● **Problem to solve**
When the line containing "like (426, 622)." appears in the data below, begin copying there and stop only after the line containing "like (487, 565).".

● **Items listed in a dataset**
···

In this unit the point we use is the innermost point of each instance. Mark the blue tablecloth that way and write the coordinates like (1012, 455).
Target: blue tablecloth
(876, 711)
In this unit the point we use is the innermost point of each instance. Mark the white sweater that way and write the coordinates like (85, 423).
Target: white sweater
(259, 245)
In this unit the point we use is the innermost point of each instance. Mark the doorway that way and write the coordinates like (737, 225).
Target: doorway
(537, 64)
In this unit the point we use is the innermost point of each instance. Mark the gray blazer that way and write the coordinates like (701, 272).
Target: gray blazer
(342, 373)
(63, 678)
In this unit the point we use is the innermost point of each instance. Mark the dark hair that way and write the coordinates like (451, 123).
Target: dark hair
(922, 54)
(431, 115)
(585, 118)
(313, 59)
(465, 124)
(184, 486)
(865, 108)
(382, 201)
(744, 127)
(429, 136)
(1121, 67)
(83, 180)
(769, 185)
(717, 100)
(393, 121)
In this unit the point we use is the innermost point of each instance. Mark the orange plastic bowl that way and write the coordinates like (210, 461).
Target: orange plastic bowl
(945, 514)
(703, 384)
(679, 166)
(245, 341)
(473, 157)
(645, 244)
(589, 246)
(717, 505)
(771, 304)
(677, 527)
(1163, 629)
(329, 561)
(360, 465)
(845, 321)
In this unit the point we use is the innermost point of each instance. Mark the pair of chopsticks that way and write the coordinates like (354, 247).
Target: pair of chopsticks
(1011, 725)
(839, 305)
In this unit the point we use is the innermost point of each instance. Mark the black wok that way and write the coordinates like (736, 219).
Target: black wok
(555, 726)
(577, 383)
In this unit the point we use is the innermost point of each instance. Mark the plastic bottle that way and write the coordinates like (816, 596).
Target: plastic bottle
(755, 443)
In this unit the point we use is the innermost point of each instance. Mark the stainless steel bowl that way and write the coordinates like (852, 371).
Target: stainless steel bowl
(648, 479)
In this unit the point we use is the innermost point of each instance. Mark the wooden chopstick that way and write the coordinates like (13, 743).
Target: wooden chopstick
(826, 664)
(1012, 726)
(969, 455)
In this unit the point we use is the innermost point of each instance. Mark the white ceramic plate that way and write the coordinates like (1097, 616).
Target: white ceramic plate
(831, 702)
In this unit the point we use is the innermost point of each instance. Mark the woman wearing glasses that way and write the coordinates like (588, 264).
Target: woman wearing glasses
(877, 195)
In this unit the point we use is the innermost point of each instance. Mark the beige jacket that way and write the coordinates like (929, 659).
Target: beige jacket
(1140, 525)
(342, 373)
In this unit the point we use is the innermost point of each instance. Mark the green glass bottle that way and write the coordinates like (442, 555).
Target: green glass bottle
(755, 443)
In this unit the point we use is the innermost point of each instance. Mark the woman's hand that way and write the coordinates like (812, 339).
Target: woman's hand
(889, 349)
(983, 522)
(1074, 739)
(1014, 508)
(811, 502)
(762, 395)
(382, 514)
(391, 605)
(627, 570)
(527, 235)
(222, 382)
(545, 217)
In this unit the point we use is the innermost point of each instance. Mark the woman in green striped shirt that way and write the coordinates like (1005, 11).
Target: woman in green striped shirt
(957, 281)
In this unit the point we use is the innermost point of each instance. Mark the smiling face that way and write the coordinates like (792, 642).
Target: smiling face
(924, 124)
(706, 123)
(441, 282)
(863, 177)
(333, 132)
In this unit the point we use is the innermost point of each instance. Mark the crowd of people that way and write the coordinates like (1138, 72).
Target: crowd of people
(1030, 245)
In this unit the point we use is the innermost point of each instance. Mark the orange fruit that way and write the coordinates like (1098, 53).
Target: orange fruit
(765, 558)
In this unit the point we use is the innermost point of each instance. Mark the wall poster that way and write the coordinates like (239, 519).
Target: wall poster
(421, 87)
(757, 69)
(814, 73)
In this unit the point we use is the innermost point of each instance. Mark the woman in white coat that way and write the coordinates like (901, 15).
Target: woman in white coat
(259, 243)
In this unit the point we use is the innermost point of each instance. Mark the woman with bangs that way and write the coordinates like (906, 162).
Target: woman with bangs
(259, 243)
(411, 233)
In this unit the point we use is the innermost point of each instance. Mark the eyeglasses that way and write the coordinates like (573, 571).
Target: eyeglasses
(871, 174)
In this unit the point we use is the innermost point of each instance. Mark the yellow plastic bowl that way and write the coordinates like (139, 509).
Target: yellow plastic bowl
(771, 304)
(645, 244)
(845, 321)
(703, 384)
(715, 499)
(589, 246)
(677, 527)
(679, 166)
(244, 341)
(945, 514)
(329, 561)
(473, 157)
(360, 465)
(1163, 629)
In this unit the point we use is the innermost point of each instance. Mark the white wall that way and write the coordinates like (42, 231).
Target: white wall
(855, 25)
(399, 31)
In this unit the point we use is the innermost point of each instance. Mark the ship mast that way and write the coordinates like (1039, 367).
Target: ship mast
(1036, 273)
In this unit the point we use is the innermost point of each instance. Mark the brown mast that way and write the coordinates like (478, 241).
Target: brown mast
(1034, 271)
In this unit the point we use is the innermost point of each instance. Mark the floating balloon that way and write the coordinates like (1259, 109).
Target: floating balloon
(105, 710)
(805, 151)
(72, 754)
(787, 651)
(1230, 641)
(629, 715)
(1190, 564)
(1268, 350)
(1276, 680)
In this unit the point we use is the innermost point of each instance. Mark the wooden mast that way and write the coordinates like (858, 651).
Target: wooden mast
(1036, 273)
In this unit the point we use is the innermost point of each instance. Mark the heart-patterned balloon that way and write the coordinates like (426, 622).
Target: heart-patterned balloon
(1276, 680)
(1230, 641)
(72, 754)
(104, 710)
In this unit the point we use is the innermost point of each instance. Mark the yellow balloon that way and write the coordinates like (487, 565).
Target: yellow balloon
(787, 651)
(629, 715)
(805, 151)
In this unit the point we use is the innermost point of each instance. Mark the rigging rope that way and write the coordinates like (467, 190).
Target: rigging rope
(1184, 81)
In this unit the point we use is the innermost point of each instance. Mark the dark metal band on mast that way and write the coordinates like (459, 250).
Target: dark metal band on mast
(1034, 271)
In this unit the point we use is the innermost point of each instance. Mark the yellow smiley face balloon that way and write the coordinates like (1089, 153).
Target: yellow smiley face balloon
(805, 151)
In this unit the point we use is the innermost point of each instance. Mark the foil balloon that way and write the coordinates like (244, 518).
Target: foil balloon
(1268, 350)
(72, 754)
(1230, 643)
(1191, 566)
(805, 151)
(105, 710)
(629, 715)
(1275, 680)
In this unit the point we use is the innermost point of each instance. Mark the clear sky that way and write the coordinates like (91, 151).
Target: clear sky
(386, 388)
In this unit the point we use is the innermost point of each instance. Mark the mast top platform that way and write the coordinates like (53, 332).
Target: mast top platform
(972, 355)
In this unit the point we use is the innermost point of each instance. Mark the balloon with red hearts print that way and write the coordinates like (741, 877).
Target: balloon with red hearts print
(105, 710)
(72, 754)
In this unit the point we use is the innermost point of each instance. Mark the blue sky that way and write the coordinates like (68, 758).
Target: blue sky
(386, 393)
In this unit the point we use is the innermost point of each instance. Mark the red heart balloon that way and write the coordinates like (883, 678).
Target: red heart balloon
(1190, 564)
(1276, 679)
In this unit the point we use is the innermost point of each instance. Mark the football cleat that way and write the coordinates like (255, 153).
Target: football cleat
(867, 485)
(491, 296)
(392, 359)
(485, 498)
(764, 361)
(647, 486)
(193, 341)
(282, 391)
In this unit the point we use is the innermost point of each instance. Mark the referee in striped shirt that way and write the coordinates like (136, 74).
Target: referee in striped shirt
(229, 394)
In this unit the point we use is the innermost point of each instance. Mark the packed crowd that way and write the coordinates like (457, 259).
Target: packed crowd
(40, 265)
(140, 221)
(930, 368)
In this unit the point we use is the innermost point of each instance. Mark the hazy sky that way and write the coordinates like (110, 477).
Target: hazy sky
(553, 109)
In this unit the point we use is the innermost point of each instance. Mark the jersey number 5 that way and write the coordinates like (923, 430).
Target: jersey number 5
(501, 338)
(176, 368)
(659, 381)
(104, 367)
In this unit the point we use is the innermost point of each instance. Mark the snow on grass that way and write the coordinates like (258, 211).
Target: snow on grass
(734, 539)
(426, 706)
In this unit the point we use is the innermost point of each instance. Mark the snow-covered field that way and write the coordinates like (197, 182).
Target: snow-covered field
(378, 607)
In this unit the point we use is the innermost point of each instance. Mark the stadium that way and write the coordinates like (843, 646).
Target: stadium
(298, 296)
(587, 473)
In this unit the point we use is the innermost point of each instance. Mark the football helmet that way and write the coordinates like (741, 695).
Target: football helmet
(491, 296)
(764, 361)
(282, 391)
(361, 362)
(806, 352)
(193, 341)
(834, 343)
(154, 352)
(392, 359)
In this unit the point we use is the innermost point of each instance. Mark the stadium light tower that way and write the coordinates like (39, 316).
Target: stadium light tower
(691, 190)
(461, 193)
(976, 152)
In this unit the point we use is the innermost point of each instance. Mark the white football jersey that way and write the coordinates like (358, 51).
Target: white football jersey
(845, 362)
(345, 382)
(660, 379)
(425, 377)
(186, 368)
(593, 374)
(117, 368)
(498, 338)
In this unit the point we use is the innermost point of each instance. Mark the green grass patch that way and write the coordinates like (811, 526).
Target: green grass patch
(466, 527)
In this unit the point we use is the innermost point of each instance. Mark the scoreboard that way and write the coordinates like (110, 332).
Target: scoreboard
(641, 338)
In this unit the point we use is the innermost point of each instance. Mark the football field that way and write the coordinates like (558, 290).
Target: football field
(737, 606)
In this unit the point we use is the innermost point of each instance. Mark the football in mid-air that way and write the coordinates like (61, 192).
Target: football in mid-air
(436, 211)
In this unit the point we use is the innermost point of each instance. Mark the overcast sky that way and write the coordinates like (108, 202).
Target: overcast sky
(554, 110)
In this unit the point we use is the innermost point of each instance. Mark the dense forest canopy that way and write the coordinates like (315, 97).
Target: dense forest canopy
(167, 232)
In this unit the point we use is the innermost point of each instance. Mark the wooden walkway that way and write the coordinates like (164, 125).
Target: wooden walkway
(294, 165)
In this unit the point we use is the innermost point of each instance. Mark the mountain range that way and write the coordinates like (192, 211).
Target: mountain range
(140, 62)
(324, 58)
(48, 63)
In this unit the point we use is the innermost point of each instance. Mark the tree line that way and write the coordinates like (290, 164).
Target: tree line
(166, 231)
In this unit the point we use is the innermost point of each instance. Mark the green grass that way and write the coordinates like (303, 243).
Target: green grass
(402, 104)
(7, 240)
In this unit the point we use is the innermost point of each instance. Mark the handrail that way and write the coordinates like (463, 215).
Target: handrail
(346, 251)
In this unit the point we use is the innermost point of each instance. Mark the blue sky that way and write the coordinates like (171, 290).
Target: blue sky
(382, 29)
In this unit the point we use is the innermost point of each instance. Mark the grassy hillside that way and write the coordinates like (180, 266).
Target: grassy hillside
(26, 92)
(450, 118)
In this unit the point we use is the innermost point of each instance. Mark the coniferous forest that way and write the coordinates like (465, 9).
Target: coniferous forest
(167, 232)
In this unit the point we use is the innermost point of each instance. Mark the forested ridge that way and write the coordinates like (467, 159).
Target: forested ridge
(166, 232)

···

● **Solution below**
In this unit the point we use is the innermost point of each instance. Mark the heart-patterned balloon that way and write the coordinates like (426, 622).
Target: heart-patterned balloon
(1276, 680)
(1230, 641)
(72, 754)
(104, 710)
In this unit the point we use is the innermost point of each instance. Mark the yellow balloon that way and write the coordinates like (487, 565).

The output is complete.